Photo-based referring expression data:

- - - - - - -

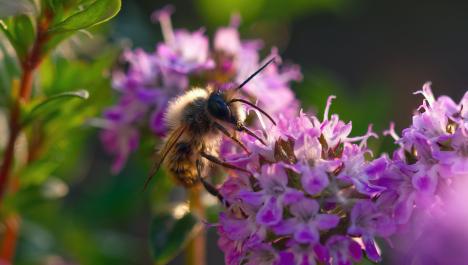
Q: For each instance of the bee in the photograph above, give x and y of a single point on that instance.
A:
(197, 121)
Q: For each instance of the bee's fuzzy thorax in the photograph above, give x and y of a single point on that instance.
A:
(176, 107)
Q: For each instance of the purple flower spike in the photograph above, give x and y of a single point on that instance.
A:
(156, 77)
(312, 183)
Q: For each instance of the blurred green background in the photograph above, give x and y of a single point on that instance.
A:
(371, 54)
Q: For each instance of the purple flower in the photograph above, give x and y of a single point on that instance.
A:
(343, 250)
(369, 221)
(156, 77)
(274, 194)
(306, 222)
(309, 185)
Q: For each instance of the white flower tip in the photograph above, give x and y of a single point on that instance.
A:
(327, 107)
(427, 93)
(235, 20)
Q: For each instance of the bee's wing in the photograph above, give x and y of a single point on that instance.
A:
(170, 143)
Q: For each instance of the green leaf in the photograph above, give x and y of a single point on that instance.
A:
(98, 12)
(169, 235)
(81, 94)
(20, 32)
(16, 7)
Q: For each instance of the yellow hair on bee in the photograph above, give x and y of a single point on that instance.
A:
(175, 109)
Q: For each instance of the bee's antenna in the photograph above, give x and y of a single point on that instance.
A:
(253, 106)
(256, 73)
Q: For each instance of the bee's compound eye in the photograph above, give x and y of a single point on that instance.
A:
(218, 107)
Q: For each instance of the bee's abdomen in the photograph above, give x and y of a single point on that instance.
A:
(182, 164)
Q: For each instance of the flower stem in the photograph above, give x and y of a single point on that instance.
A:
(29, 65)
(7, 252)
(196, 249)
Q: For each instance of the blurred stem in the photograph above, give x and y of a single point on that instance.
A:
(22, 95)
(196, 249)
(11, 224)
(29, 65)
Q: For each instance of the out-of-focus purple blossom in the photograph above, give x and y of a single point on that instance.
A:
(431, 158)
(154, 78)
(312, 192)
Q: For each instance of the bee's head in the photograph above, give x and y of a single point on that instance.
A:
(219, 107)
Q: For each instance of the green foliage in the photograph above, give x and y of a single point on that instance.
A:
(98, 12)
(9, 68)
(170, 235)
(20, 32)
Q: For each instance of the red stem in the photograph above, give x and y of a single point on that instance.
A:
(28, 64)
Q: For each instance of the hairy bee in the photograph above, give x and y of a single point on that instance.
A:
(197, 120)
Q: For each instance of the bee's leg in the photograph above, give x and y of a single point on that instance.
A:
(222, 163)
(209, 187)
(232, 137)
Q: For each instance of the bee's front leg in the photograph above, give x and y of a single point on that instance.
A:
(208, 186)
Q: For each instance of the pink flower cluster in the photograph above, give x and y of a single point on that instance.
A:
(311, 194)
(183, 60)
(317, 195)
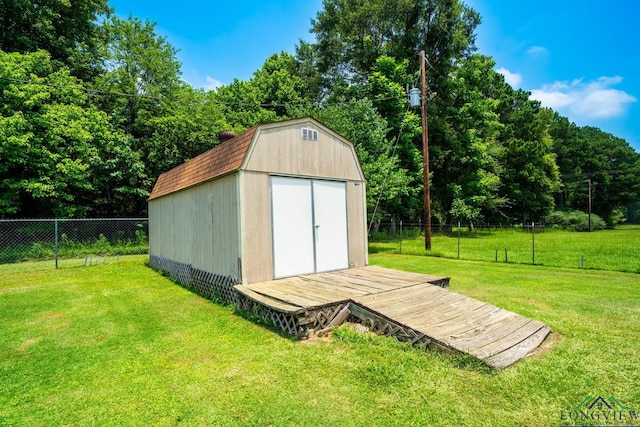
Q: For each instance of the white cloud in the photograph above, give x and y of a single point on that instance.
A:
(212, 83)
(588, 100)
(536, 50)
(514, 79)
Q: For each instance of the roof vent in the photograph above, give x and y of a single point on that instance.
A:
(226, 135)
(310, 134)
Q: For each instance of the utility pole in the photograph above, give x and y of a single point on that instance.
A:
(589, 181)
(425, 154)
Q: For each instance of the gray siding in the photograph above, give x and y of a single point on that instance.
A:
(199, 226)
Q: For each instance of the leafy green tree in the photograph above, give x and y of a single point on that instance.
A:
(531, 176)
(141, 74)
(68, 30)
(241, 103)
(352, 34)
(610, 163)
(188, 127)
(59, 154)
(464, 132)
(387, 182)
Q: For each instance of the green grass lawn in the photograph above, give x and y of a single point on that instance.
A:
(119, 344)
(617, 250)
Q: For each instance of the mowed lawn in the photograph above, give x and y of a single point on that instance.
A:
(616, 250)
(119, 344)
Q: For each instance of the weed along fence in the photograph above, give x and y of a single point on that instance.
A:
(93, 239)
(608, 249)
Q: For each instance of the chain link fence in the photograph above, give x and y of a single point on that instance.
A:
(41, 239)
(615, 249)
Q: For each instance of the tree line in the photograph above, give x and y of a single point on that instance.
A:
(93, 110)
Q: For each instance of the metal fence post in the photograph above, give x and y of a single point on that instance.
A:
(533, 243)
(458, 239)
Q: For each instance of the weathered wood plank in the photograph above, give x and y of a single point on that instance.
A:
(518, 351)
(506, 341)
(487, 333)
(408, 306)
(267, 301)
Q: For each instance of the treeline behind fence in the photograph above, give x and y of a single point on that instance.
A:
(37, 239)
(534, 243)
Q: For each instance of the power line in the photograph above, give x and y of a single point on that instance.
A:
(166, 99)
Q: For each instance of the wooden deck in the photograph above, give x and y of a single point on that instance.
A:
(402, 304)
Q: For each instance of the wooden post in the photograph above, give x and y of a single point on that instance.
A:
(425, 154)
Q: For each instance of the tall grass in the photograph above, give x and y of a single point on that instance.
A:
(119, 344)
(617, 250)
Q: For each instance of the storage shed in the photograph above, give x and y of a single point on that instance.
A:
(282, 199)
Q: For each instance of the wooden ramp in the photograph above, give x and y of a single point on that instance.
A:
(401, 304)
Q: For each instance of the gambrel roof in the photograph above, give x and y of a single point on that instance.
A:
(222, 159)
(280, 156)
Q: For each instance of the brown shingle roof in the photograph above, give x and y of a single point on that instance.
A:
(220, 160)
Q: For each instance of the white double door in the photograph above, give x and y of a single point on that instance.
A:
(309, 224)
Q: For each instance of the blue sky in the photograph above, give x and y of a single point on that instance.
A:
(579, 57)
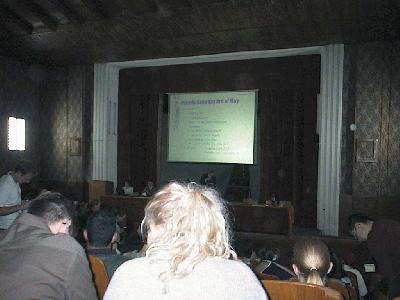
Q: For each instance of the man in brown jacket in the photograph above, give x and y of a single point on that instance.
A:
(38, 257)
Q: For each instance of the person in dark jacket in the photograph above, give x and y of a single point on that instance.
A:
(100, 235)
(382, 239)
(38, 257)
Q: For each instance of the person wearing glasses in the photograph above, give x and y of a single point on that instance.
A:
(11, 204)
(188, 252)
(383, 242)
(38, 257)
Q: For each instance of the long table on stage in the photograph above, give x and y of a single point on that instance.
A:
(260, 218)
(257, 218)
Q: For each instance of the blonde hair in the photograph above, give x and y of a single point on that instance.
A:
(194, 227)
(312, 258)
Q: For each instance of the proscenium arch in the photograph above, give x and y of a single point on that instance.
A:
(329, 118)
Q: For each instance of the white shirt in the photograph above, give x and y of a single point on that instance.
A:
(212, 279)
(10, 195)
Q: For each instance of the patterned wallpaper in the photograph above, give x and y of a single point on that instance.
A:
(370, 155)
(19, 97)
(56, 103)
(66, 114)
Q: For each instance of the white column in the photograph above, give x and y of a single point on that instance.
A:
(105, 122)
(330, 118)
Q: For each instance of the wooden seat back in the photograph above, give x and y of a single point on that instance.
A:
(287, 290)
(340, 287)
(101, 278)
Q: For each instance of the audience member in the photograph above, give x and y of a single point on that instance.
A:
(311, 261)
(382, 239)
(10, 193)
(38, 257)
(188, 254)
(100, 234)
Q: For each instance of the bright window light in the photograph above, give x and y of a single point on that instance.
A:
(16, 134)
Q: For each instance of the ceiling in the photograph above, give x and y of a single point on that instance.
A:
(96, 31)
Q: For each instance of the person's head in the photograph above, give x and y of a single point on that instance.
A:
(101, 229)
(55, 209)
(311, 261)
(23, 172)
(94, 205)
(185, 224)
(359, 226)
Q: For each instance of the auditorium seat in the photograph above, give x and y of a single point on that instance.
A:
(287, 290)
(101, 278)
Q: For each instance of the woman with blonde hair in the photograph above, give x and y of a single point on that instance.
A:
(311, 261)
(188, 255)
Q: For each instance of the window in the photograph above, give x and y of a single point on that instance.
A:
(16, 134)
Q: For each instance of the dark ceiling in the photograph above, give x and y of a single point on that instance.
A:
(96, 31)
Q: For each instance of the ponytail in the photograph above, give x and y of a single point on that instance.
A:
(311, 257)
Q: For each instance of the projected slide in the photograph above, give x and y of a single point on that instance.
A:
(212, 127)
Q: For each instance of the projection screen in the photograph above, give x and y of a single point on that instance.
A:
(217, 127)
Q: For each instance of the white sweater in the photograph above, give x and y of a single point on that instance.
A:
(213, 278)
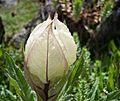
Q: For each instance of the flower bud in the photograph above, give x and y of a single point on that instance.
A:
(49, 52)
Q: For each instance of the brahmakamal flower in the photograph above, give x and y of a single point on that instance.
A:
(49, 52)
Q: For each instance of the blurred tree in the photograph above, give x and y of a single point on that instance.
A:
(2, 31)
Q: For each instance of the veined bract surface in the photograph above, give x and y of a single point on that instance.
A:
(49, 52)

- - - - - - -

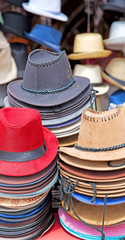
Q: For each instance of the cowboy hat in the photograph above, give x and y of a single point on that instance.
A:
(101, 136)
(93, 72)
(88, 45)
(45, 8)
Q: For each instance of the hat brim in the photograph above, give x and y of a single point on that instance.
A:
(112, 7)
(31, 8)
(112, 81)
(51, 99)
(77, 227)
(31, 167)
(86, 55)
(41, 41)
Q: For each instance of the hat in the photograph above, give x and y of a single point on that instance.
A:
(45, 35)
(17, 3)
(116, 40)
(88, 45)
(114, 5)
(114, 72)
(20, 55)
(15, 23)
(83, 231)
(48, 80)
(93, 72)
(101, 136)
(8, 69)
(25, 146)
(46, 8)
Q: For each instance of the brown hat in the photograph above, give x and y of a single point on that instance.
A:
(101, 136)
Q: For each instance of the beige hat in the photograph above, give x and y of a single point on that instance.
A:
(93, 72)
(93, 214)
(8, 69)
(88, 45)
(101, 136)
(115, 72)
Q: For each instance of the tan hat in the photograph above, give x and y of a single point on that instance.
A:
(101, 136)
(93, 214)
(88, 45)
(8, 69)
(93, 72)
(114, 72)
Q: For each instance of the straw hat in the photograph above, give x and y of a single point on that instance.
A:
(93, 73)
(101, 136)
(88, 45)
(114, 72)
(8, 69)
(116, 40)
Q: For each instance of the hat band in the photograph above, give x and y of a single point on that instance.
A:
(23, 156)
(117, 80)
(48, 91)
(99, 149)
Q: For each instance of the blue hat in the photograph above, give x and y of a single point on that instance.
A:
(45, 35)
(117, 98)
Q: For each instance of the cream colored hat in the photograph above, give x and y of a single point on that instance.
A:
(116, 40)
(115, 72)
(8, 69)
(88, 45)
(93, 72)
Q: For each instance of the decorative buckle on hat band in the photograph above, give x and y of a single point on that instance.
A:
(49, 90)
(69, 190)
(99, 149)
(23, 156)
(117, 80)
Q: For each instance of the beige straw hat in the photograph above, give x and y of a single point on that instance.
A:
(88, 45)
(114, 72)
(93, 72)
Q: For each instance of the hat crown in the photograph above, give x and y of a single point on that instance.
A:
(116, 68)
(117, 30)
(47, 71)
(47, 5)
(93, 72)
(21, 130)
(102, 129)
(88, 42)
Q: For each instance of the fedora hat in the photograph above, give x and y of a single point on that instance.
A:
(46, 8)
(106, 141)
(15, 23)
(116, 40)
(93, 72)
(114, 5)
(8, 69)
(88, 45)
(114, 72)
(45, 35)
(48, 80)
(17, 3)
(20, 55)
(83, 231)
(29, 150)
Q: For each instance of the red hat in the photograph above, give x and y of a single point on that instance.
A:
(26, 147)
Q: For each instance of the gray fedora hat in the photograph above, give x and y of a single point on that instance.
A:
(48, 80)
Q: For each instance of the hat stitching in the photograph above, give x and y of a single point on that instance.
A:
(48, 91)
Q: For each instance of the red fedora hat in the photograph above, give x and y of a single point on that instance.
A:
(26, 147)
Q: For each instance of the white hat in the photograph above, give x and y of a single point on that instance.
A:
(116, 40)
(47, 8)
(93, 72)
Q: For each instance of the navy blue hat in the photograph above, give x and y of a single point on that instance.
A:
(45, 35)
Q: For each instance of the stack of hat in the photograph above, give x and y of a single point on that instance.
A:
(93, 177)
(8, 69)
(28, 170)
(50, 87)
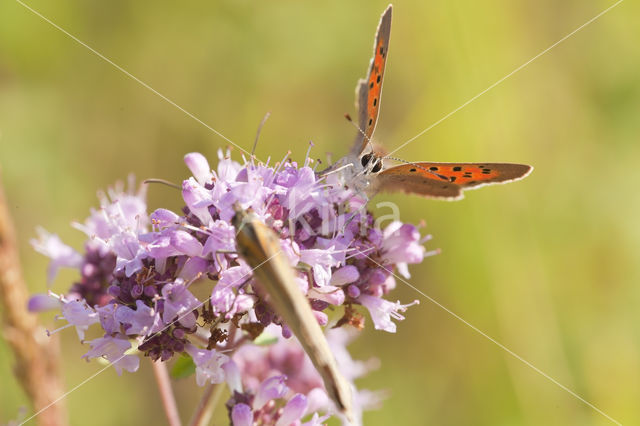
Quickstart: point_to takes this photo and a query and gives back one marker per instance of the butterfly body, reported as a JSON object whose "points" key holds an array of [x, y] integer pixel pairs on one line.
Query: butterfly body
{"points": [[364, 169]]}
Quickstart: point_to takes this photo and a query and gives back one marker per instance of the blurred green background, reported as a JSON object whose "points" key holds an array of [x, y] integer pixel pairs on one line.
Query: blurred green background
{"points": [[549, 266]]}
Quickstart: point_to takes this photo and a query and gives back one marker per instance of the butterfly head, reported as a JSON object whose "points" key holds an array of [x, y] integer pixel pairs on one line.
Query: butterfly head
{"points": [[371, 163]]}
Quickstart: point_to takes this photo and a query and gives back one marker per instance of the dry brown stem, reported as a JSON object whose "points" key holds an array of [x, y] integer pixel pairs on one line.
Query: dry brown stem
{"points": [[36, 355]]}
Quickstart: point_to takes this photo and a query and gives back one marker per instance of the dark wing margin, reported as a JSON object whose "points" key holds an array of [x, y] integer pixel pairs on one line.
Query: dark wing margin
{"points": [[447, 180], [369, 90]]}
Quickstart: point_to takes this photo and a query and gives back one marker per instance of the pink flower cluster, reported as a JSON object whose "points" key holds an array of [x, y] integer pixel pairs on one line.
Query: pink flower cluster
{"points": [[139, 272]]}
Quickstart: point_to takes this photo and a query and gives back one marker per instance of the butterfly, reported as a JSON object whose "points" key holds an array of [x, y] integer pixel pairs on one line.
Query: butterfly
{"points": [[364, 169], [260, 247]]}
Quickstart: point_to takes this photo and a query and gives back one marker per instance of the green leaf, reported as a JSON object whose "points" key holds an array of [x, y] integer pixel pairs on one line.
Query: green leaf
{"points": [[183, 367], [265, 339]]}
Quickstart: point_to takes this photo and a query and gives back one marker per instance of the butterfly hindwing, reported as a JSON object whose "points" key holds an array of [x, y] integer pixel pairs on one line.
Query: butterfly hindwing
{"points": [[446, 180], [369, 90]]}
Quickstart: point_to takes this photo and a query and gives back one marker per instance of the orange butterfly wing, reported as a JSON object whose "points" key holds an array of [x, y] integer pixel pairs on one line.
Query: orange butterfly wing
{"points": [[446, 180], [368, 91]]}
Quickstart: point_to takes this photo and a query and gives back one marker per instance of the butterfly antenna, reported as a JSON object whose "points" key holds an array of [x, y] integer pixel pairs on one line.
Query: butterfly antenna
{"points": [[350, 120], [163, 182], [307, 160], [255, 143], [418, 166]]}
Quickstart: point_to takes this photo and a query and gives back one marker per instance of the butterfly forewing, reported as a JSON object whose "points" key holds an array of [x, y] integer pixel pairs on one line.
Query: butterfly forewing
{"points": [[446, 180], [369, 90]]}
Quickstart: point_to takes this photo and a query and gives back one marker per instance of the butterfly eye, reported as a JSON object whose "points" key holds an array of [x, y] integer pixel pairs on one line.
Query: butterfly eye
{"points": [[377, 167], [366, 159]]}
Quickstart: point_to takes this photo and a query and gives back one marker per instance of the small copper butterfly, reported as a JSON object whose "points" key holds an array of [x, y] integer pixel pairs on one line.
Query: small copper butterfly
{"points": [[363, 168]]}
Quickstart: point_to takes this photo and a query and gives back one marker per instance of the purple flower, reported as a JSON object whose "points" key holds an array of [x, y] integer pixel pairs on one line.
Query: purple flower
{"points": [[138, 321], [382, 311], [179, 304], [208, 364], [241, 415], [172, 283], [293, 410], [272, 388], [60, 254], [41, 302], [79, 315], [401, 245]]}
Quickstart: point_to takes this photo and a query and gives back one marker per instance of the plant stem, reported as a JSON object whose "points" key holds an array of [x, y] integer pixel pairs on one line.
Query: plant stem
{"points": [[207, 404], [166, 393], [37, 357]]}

- - - - - - -

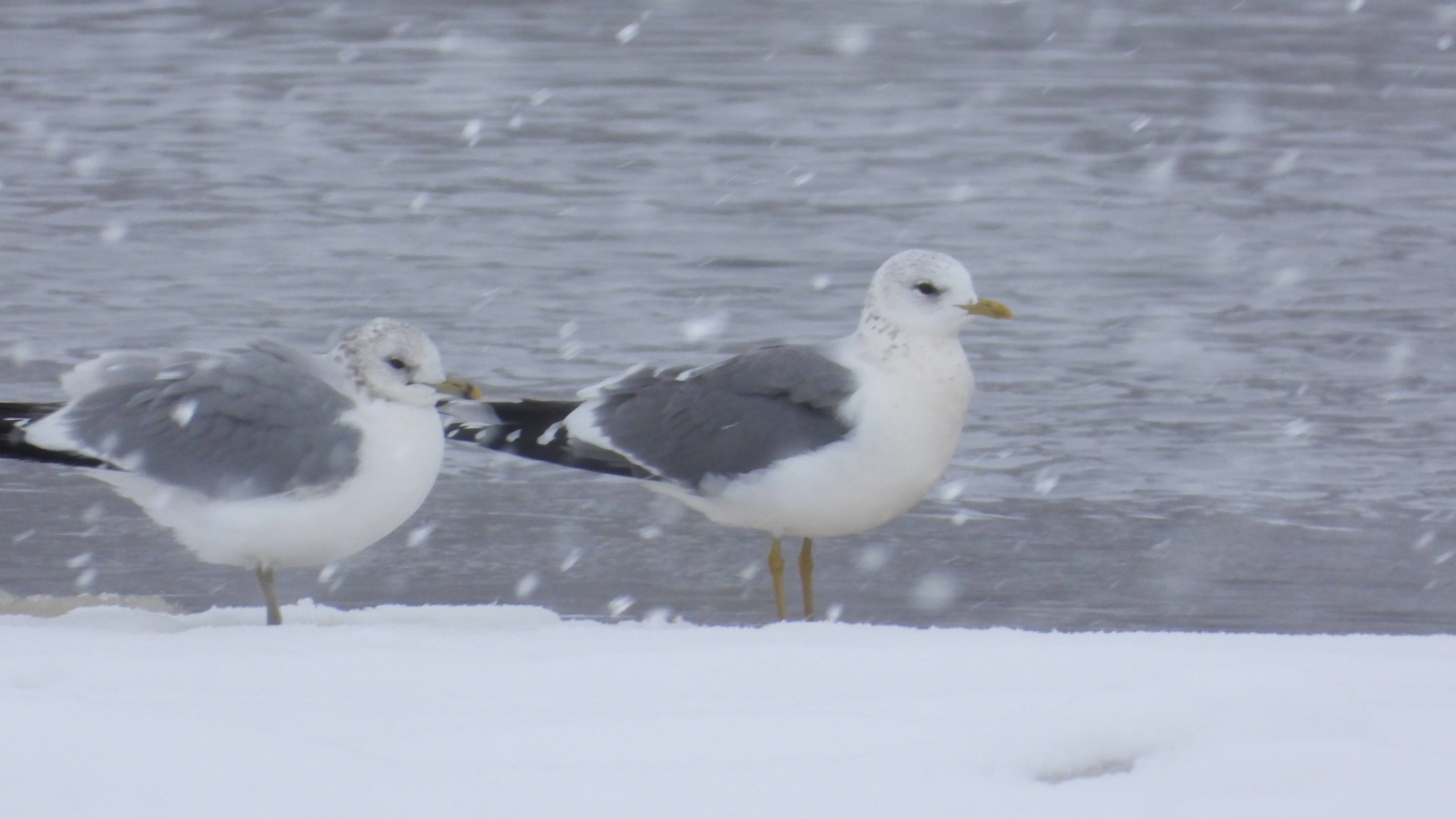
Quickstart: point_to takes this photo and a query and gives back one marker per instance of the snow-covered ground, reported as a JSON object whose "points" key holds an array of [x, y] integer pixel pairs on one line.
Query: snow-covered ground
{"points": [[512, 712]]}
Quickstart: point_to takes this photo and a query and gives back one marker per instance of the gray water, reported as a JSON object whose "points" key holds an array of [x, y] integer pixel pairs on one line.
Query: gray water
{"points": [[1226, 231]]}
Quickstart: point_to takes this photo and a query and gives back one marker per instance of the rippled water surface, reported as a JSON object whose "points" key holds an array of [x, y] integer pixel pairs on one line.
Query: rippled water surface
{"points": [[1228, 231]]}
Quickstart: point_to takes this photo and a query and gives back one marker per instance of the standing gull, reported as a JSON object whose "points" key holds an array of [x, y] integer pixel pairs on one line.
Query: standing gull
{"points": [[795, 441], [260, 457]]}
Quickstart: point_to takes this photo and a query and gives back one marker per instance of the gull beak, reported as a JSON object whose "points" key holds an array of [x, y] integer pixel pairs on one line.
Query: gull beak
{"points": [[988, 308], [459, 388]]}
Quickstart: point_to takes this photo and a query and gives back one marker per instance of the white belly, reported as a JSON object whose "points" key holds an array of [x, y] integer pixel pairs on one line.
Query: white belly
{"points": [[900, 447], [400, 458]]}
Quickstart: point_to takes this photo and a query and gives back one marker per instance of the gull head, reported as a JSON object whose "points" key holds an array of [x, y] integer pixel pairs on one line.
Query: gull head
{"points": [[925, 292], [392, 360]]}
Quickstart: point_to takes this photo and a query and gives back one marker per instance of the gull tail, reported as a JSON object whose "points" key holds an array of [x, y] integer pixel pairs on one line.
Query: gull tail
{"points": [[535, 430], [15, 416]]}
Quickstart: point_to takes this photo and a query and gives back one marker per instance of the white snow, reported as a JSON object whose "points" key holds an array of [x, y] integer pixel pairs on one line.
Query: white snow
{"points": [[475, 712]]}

- - - - - - -

Scan the records for lines that hold "roof", and reproduce each one you find.

Q: For each instance of the roof vent in the photograph above, give x and y of a single point on that instance.
Q: For each instance of the gambrel roof in the photograph above, give x and y of a single point on that instance.
Q: For each instance of the brown shingle roof in the photograph above, give x and y of a single point on that instance.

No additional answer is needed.